● Problem requirements
Rewrite the lines below, changing "largest circle" to "biggest circle" everywhere and leaving everything else the same.

[Start Information supplied]

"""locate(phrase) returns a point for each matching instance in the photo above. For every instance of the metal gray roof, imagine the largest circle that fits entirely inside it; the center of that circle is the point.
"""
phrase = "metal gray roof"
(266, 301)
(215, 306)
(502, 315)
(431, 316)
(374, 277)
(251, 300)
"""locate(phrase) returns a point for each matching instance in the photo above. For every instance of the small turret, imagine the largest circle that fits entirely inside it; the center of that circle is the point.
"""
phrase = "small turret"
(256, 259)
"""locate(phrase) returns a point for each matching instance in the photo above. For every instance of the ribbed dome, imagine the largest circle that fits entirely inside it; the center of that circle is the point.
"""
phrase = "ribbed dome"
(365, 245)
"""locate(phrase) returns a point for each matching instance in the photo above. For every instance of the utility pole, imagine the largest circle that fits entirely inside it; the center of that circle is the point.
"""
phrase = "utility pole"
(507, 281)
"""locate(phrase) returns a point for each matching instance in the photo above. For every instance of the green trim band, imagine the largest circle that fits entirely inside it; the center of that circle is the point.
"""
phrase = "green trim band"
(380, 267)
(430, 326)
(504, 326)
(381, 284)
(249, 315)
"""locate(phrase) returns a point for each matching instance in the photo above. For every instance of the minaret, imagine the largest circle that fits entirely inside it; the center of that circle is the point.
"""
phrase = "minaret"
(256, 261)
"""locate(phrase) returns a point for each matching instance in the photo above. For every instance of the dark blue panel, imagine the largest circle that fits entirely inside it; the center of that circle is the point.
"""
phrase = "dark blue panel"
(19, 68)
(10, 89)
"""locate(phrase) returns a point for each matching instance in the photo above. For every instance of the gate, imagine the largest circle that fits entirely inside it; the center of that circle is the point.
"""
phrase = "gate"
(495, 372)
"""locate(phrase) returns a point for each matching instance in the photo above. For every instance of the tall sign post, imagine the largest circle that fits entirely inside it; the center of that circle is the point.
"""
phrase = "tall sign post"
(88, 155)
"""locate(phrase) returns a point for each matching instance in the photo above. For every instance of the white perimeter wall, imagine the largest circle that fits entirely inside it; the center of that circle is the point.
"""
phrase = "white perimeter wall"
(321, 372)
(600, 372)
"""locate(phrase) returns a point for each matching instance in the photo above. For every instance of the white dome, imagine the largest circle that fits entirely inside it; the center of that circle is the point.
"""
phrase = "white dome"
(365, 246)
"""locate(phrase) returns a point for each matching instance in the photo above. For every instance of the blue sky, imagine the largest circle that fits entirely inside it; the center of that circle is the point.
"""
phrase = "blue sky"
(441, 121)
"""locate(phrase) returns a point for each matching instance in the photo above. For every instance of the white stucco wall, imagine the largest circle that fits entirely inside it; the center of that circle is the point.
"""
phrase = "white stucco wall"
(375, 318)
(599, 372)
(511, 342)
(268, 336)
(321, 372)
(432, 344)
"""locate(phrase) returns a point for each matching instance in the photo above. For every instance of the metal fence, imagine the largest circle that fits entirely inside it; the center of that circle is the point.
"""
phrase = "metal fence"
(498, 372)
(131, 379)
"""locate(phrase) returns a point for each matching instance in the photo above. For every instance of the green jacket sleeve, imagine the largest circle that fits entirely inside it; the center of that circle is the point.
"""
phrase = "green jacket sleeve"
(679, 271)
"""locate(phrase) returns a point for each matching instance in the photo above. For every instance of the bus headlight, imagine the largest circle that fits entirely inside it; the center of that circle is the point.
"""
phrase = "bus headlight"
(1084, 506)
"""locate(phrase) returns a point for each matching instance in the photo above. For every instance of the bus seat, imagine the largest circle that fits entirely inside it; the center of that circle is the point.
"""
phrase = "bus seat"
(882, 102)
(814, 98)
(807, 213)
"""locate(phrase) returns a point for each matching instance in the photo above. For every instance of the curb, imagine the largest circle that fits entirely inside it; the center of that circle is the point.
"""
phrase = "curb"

[End Information supplied]

● Solution to the exercise
"""locate(phrase) returns a point for each matching instance in the photo above. For every instance of the metal gray roof, imagine the biggest circle that fits entirely inside it; the center of that circle is the point.
"""
phrase = "metal gray roof"
(266, 301)
(215, 306)
(502, 315)
(431, 316)
(374, 277)
(251, 300)
"""locate(phrase) returns a point for each matching instance in the photo above. For every instance of the small turret, imagine the biggest circle that fits entirely inside it; the center of that circle is the point.
"""
phrase = "small turret"
(256, 259)
"""locate(phrase) returns a point for each matching instance in the photo above. For every instance of the ribbed dome, imagine the biggest circle that fits entirely inside it; the center of that circle is the point.
"""
phrase = "ribbed dome"
(365, 245)
"""locate(phrase) returns a point for each matching instance in the photo above. For every instance of the utility pole, imagine the biggest circle that fits entirely inside it; the center of that circle is the point.
"""
phrase = "utility pole"
(507, 281)
"""locate(phrase) returns a point for each matching instance in the photo above. For every instance of the green trim band, imagine the biggest circle that fits entirely inside it; the center of that circle is the point.
"""
phrase = "green trim band"
(380, 267)
(430, 326)
(504, 326)
(381, 284)
(249, 315)
"""locate(phrase) returns a point for each matching instance in the photo above. For every instance of the minaret, imagine the biggest circle that fits entirely inside it; the center of that circle is the point.
"""
phrase = "minaret"
(256, 261)
"""locate(phrase) returns a point for each matching instance in the photo above. For every instance of the dark blue panel, imagine the biggest circle that fits entirely inside it; the center of that circle is the point.
"""
phrase = "dark blue panel"
(19, 68)
(10, 89)
"""locate(phrase) returns a point for each matching instance in the photo above. For every instance of the gate, imagine the biggest circle that fits entirely inside it; the center of that circle is the point.
"""
phrase = "gate"
(495, 372)
"""locate(phrase) returns a point for each matching instance in the photo above. For every instance of the tall sign post, imagine the biggest circle that fits entirely inside it; the center of that circle is the point.
"""
phrase = "tall sign post"
(88, 155)
"""locate(phrase) returns a point for each matching instance in the photo above. For every instance of the white perimeter wall, imagine the biggest circle that fits entirely inside it; the center of that circle is the point.
"""
phrase = "white perimeter wall"
(321, 372)
(600, 372)
"""locate(phrase) returns a point for each matching instance in the photo above. For every instance of the white dome, imagine the biggest circle that fits entirely inside it; the center of that circle is the point.
"""
phrase = "white dome"
(365, 246)
"""locate(phrase) returns a point for each matching instance in the photo above. For every instance of the blue sky, imagine the biggest circle that fits entirely inside it; the center of that circle is the point.
"""
phrase = "blue sky"
(441, 121)
"""locate(phrase) returns a point for each matching instance in the photo above. For every instance of the white stucco wall, imagine the biggest circle that fits entirely inside it; the center of that circle is the point.
"""
phrase = "white stucco wall"
(375, 318)
(599, 372)
(511, 342)
(268, 336)
(321, 372)
(432, 344)
"""locate(phrase) returns a point for each matching instance in the photo above. For every instance of the metal fence, imagine the biggest circle that fits entirely inside it; the center of that circle is the point.
"""
phrase = "metal fence"
(498, 372)
(131, 379)
"""locate(phrase) returns a point for each matching instance in the photo above. For every instance of the green jacket sleeve, imagine the biggest circle that fits entirely inside it; the center of that circle is the point.
"""
phrase = "green jacket sleeve"
(679, 271)
"""locate(phrase) returns a point for each matching instance in the photo above. For every instance of the bus headlight, imagine the biggest circle that fits entirely inside it; the center of that circle is the point.
"""
phrase = "bus headlight"
(1084, 506)
"""locate(phrase) returns a point for each matching instance in the photo above. For every instance of the bus seat, imagine the biggest circle that fits entirely inside it; the center of that circle is the point.
"""
phrase = "bus seat"
(882, 102)
(814, 98)
(807, 213)
"""locate(phrase) returns a point for each matching instance in the photo above. For every instance of the curb, imagine the biggest circle that fits entirely inside it; the center of that circle is the point.
"""
phrase = "curb"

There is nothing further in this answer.